* [Page excerpt]
Begin
This prior approximates the model’s independence Jeffreys prior very well (Online Appendix C), which has been shown to outperform the standard uniform prior for ρ in Bayesian estimation of the model (Dittrich et al. 2017).⁷ At the same time, the independence Jeffreys prior itself also imposes an a priori dependence structure between the model parameters (Dittrich et al. 2017), which makes it difficult to compare its inferences to those based on the based on the previously proposed normal and uniform marginal priors for ρ. For this reason, we rely on the marginal improper prior for ρ in equation (10) as it relaxes this a priori dependence. Note that in the fractional Bayes factor approach, we consider $H_{interval} : 0 < ρ < 1$ as the only alternative interval hypothesis. Else, if a researcher had more precise expectations about the magnitude of the network effect, for example, $.25 < ρ < .5$ , it seems much more sensible to use a proper prior for ρ instead.
End
* [Information provided]
Begin
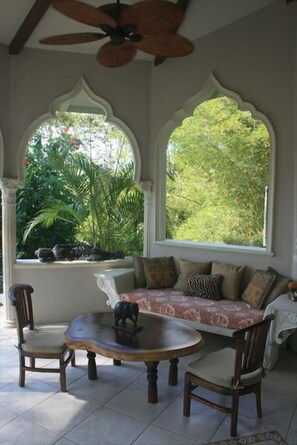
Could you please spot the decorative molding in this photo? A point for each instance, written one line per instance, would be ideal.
End
* [Exercise task] In the excerpt on Bayesian priors, which prior has been shown to outperform the standard uniform prior for ρ? The listing has nothing to do with the excerpt on Bayesian priors.

* [Worked solution] The model's independence Jeffreys prior.